* YOUR INSTRUCTIONS *
Say whether each of these statements agrees with the text on the American middle class, giving yes or no and quoting the deciding words of the text: 1. Most people say they belong to the middle class. 2. Trust in American institutions is growing. 3. Well-educated professionals were among the hardest hit by the COVID-19 pandemic.

* EXTRACT *
= = = =

Giving Compass' Take:

• Richard V. Reeves and Isabel V. Sawhill use data and stories to reveal truths about the American middle class the policy solutions that can support it. 

• What role can you play in implementing these solutions? What are the most pressing needs in your community? 

• Read about the lack of satisfaction in the American middle class


An aristocratic leisure class and a welfare-dependent underclass are equally unappealing to most Americans. This is why most people say they belong to the middle class. It is also why paid work is seen as so important. Americans – above all the newest among us, immigrants – want a society where everybody has the chance to “make something of themselves.”

Today, this contract is collapsing. Middle class families are working harder, with too little to show for it. Confidence in the prospects for the next generation is low. Trust in our institutions, and even in each other, is declining. The gaps between us are widening. Populism, fueled in part by middle class discontent, is rising.

The COVID-19 pandemic has been like the flash of an X-ray, exposing the deep fractures in our society – not least by race, but also by social class and economic status. Well-educated professionals, secure in their jobs and safe in their homes, have been observers of the devastation all around them. Meanwhile, the fragile finances, poor health and precarious employment of middle-class Americans, including many essential workers, have been laid bare.

= = = =

* DATA RECORDS *
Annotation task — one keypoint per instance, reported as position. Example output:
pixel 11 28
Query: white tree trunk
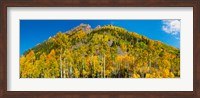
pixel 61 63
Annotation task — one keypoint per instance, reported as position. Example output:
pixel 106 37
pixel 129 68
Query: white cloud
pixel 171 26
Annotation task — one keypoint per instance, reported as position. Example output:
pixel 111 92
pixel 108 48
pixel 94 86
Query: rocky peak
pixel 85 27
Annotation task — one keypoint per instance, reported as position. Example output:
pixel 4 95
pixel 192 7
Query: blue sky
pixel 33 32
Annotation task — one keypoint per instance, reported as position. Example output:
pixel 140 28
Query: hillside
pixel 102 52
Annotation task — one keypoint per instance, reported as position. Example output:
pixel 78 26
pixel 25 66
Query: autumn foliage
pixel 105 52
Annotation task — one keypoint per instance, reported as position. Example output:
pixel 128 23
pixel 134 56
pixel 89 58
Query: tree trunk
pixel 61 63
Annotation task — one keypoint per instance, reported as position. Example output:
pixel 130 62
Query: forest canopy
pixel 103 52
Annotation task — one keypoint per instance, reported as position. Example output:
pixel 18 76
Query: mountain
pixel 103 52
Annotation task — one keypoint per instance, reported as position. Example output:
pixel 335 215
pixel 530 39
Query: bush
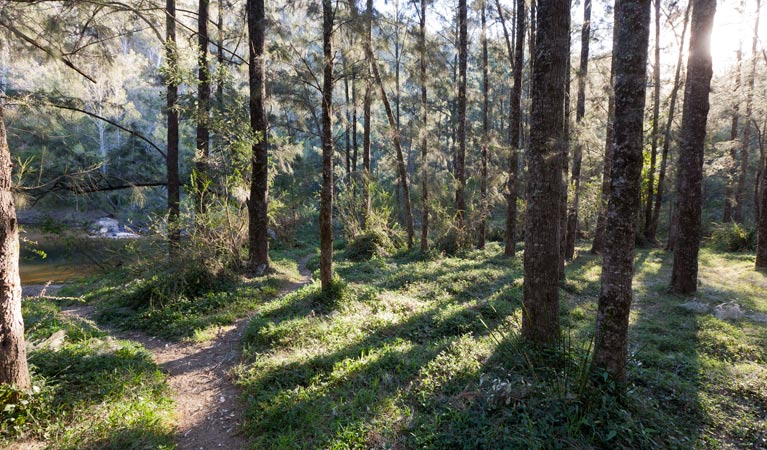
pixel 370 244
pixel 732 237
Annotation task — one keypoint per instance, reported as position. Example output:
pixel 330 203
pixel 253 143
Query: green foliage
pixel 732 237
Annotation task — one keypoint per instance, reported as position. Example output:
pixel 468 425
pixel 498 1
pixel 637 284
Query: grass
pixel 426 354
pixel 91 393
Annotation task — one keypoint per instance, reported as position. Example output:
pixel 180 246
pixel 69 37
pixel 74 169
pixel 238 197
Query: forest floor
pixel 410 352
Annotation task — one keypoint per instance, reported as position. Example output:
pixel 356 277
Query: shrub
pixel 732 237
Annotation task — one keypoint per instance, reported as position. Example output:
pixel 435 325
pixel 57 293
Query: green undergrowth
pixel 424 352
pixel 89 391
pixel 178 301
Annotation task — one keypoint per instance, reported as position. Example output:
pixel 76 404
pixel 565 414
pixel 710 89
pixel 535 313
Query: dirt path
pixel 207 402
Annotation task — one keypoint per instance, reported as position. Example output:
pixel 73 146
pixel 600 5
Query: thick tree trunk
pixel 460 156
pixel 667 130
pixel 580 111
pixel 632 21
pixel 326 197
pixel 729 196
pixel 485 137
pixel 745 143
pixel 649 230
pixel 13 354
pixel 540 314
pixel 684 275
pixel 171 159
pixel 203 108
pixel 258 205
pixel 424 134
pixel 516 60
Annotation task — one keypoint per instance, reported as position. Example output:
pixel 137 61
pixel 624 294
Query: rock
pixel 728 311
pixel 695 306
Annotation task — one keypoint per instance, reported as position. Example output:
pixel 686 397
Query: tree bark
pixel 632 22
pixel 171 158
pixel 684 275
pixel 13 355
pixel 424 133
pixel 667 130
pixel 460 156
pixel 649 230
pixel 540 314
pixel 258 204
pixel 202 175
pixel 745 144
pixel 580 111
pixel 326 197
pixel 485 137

= = = =

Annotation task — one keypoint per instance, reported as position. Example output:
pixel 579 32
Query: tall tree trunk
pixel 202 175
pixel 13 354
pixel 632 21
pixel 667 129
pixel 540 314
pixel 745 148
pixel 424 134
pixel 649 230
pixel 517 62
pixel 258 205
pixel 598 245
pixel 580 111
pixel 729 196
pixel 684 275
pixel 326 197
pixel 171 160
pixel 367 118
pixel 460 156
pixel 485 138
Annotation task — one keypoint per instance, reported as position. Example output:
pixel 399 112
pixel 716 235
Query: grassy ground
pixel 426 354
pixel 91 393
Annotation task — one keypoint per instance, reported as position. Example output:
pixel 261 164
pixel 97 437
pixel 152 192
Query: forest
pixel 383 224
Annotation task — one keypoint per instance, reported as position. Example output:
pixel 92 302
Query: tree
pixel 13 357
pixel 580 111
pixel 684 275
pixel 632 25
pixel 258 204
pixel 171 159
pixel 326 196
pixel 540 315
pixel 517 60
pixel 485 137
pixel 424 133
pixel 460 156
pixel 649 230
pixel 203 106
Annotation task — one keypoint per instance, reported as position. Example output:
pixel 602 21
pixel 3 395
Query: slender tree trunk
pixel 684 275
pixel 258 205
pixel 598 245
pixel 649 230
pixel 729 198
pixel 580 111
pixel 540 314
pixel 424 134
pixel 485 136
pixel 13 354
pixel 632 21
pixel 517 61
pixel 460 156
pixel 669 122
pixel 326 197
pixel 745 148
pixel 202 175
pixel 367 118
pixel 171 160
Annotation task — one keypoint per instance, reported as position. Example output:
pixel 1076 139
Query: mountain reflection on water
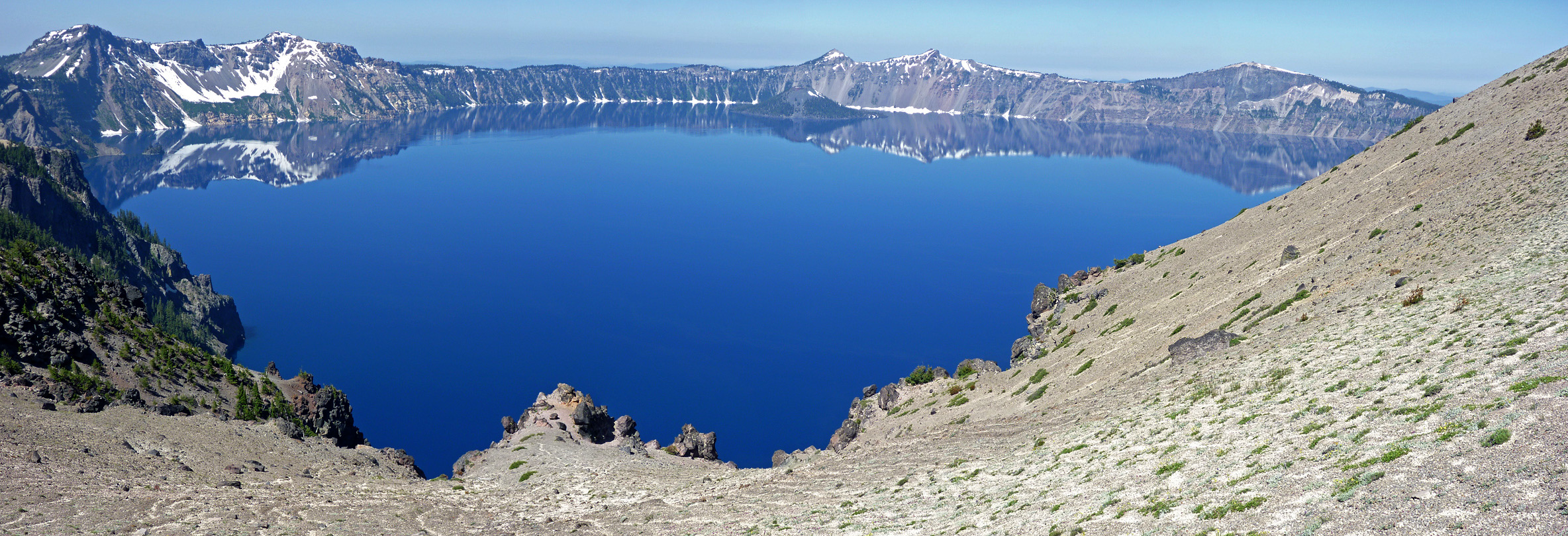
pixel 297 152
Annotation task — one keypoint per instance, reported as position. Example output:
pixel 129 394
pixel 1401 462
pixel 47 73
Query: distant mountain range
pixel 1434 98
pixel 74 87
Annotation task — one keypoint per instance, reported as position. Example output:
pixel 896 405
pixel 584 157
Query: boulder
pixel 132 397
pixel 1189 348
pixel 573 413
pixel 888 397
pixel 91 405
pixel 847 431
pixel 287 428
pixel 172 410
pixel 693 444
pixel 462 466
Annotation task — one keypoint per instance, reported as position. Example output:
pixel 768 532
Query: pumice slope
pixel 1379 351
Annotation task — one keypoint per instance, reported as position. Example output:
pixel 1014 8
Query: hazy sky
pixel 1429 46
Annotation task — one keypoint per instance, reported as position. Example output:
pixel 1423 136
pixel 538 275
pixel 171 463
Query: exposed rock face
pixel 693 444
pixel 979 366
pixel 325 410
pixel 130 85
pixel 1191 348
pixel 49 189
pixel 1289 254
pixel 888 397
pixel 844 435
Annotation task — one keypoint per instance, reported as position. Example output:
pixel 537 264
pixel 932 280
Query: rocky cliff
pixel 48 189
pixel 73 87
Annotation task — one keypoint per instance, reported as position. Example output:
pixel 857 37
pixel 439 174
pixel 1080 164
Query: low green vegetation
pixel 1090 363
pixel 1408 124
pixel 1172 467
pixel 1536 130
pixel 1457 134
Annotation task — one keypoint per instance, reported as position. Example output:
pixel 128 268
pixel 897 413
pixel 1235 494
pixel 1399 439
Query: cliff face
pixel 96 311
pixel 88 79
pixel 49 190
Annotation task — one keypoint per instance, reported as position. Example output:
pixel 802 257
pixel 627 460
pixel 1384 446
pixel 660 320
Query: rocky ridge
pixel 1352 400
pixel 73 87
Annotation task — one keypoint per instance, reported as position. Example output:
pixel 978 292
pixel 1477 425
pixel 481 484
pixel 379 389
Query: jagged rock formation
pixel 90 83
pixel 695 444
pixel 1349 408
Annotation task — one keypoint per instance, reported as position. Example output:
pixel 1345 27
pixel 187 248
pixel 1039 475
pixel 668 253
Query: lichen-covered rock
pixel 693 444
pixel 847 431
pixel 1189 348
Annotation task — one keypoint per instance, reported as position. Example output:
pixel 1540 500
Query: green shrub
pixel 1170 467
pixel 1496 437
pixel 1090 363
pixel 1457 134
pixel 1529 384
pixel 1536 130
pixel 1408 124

= = = =

* REPLY TO THE TASK *
1. Yes: "This is why most people say they belong to the middle class."
2. No: "Trust in our institutions, and even in each other, is declining."
3. No: "Well-educated professionals, secure in their jobs and safe in their homes, have been observers of the devastation all around them."